* _Exercice_:
Répondez s'il vous plaît aux questions suivantes sur le message consacré à la dualité, placé ci-dessous :
1. Entre quels deux mondes une symétrie est-elle perçue ?
2. Dans un des ouvrages mentionnés, dans quel chapitre ce paragraphe est-il placé ?
3. À quoi les crochets de dualité utilisés dans certains ouvrages font-ils penser ?

-------- Extrait du texte --------

J'aurais plusieurs questions et j'aimerais les concentrer sur ce fil de discussion.

J'arrive à percevoir cette symétrie entre le monde des vecteurs de E et le monde des formes linéaires de E sur le corps de base.
Cependant, je n'arrive pas à donner du sens à ces objets, leur raison d'être (et je pense qu'il faut d'abord partir de là). Je vois cela comme un chapitre déconnecté du reste (dans un de mes ouvrages, ce paragraphe est d'ailleurs déposé dans un chapitre "compléments d'algèbre linéaire", sans trop de rapport avec le reste, où l'on aborde juste après la notion de matrice par blocs...)

1) Comment faire pour raccrocher cette notion de dualité à d'autres notions mathématiques ?

Il faudrait également que j'ordonne un peu cela, car il y a des notions que l'on nomme "orthogonal" mais qui ne décrivent pas les mêmes objets mathématiques.
Enfin, j'ai l'impression qu'il y a un lien, les crochets de dualité qu'on utilise parfois dans certains ouvrages me font penser à celui du produit scalaire.

-------- Enregistrements --------

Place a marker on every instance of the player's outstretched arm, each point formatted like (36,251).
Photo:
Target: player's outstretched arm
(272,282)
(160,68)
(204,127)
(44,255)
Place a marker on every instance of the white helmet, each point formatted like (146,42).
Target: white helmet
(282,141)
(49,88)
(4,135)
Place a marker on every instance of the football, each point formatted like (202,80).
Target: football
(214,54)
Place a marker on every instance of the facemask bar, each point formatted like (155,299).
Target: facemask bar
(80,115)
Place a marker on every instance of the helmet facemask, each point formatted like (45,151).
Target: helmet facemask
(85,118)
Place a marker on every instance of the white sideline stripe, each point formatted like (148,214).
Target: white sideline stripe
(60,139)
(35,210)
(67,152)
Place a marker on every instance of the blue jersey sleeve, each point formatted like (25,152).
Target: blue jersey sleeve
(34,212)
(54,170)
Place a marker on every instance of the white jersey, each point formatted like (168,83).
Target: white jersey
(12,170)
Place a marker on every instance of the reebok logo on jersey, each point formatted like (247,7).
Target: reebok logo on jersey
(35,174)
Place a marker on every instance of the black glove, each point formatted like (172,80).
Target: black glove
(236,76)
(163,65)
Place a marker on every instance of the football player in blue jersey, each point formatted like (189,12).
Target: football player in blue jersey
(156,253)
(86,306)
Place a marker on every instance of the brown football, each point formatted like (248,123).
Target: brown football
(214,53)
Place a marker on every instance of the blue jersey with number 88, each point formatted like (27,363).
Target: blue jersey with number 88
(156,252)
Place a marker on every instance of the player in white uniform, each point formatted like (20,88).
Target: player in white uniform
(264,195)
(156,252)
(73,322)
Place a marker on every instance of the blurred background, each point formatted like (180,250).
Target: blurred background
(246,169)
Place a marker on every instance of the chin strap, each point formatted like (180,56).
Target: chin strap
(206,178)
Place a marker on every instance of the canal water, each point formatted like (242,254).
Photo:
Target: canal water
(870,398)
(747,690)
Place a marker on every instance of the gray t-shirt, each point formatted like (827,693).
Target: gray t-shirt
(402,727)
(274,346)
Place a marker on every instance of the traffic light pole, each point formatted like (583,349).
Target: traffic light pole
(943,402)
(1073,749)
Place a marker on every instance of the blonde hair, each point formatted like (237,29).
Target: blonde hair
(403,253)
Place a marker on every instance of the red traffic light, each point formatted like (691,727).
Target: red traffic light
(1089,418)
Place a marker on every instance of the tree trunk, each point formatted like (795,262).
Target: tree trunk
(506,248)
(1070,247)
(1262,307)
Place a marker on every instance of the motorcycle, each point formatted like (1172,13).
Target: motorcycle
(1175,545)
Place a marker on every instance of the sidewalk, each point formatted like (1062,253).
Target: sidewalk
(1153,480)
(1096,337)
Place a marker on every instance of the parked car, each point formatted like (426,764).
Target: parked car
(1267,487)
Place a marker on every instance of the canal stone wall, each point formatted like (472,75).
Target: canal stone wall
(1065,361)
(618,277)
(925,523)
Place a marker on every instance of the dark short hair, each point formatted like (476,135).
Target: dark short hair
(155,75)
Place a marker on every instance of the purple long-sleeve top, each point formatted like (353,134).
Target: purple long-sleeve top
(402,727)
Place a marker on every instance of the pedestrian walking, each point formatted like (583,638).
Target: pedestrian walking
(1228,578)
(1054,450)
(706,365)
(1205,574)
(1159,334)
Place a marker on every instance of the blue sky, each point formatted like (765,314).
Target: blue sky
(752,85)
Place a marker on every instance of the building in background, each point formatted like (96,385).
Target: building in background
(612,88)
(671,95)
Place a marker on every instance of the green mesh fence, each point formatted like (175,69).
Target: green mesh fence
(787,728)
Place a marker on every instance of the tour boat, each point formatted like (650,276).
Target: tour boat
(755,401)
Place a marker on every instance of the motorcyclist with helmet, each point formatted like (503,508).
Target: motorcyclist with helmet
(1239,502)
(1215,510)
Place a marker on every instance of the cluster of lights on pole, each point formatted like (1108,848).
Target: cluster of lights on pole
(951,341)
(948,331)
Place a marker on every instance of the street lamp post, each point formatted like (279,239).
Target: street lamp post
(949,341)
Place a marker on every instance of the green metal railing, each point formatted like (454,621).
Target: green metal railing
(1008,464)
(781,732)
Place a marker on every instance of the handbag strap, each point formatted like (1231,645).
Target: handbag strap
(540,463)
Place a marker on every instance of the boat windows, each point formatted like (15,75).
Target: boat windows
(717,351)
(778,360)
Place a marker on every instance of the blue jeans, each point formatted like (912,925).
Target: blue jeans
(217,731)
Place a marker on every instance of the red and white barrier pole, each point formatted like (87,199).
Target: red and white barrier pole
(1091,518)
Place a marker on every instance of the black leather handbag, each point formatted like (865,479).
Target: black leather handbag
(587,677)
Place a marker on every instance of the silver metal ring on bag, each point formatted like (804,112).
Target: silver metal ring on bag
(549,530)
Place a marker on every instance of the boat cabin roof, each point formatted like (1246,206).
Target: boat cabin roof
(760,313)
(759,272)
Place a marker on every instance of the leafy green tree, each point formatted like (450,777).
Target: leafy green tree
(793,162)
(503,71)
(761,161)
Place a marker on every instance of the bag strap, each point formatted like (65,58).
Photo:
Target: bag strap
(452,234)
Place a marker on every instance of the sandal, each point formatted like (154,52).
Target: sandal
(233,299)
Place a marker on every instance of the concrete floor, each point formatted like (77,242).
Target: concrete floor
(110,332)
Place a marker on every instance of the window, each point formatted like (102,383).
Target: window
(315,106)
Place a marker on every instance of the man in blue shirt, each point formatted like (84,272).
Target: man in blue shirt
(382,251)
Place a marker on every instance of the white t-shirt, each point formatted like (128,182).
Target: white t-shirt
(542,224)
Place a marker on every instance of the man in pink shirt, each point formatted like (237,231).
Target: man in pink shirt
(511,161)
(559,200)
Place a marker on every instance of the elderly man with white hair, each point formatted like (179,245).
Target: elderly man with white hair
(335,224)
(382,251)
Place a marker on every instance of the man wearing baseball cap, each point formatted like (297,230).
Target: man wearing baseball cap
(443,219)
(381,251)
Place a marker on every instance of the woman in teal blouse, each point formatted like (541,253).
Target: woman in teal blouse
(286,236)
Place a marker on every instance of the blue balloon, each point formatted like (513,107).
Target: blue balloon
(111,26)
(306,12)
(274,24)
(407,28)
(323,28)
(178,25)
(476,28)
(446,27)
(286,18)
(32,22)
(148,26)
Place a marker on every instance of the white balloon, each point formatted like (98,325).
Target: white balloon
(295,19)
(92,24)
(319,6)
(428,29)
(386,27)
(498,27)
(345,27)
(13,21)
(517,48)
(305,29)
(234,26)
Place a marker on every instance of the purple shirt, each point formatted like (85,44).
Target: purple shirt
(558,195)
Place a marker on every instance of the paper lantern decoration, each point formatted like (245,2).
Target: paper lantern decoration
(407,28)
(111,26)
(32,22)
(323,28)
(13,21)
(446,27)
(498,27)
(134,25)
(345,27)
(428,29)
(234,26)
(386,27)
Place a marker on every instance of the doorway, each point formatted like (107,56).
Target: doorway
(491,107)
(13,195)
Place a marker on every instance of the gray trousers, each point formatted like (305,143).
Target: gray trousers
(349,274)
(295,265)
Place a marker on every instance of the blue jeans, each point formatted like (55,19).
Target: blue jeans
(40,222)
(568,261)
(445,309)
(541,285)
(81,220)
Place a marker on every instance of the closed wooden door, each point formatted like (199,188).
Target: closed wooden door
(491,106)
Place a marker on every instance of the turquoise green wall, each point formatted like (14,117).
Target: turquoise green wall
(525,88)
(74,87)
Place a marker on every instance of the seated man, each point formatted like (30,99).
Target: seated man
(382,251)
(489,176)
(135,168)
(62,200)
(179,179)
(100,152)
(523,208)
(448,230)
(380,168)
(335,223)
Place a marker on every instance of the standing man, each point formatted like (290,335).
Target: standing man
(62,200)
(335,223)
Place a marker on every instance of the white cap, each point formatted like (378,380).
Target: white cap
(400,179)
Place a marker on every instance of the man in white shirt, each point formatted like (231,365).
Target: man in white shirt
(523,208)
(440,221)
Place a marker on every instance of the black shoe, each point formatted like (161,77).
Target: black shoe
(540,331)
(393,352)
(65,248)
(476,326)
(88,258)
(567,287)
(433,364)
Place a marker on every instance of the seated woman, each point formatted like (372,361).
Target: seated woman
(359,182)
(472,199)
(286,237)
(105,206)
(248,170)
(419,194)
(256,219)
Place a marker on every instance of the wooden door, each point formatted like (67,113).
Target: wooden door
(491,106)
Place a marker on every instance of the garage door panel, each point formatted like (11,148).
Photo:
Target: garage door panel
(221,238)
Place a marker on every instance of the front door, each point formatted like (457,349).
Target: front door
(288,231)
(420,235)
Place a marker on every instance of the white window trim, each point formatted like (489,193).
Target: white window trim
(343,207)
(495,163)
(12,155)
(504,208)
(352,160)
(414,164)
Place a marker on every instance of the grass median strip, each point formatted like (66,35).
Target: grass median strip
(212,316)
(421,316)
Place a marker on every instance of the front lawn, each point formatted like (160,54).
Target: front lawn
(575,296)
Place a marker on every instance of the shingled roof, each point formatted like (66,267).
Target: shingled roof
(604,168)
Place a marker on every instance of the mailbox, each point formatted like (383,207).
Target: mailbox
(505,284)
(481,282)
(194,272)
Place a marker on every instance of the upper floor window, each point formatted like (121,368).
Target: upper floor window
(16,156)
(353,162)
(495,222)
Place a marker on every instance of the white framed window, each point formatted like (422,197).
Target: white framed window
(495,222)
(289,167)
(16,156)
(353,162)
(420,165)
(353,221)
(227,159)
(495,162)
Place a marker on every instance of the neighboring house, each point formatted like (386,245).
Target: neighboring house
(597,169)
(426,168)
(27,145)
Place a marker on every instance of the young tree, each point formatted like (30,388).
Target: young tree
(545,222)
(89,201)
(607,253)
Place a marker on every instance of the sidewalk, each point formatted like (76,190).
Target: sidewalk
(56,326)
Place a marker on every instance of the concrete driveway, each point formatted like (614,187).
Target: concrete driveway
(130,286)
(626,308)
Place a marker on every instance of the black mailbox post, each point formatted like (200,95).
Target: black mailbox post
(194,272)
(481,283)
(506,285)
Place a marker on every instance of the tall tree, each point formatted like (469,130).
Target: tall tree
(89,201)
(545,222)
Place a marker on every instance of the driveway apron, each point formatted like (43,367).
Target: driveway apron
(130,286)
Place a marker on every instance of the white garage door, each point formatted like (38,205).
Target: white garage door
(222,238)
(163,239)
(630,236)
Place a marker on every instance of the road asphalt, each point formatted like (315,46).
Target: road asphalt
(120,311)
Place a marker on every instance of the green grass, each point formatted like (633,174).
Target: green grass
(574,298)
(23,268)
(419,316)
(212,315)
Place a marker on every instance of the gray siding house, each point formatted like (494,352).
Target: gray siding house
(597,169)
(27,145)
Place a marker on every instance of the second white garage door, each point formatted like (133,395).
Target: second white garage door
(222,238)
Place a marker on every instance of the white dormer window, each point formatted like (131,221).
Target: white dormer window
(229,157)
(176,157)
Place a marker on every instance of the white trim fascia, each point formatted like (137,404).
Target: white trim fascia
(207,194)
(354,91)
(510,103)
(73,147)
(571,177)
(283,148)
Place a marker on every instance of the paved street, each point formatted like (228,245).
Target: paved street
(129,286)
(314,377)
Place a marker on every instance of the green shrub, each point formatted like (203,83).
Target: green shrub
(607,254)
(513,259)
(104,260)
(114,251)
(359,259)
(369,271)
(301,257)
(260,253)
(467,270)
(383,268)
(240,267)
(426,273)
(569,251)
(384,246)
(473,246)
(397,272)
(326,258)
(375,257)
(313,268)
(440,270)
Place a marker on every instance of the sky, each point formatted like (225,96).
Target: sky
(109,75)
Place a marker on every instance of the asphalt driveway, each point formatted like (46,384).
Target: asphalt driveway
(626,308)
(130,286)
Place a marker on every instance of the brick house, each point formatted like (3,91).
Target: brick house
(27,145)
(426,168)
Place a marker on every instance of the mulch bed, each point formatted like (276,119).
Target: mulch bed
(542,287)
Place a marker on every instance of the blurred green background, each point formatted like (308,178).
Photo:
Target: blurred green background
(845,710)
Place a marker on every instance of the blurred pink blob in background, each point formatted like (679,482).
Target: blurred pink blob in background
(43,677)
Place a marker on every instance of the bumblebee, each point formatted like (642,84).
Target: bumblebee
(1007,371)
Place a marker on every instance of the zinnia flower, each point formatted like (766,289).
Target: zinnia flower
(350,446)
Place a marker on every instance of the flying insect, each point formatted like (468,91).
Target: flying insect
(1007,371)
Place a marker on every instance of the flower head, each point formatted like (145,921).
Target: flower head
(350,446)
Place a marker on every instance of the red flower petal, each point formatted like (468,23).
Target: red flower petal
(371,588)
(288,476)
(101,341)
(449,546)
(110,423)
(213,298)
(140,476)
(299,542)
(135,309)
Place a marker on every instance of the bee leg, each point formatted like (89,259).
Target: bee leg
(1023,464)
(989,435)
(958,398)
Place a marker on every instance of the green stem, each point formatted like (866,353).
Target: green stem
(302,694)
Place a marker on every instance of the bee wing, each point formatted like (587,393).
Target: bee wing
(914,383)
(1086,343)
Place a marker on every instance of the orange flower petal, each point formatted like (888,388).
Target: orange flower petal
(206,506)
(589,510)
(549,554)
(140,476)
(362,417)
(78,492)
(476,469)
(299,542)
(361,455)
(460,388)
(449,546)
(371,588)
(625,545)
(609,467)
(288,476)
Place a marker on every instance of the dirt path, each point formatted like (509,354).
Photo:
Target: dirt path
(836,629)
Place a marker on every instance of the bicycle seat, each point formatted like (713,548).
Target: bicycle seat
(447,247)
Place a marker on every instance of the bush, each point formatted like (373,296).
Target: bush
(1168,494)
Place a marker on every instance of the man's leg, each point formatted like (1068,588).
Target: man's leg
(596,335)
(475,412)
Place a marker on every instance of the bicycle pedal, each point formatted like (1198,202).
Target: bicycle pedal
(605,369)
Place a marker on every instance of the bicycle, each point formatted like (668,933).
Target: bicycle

--------

* _Résultat final_:
1. Entre le monde des vecteurs de E et le monde des formes linéaires de E sur le corps de base.
2. Dans un chapitre « compléments d'algèbre linéaire ».
3. Au crochet du produit scalaire.